Data for this task:
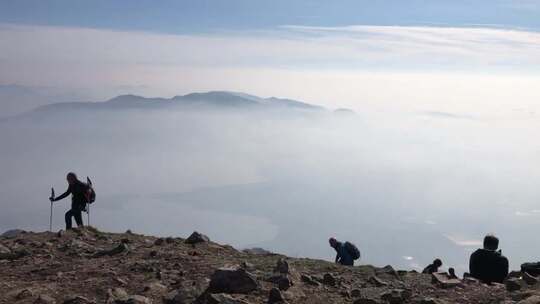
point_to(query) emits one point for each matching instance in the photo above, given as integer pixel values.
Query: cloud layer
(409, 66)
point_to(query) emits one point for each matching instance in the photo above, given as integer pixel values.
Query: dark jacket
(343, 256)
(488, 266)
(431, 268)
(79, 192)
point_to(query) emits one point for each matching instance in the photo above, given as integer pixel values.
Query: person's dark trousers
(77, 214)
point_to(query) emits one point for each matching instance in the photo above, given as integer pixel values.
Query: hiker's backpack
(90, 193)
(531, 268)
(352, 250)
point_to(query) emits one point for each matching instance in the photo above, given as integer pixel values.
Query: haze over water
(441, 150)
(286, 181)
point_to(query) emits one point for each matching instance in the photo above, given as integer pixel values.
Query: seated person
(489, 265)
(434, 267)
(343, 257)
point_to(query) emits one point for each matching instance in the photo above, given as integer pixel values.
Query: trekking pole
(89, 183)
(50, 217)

...

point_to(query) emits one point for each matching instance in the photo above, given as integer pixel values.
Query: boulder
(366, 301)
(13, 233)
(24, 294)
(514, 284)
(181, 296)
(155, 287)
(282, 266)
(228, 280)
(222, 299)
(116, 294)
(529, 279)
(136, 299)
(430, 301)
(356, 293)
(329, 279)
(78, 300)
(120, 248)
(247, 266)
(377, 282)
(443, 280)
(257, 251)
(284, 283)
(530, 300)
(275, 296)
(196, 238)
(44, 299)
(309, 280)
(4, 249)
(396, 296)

==

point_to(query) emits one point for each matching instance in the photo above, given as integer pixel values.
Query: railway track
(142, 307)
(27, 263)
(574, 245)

Task to complete:
Filter the lines above to keep only those that contain the string "dark", treating uppercase and lowercase letters as different.

Expected answer:
Query: dark jacket
Query: person's dark trousers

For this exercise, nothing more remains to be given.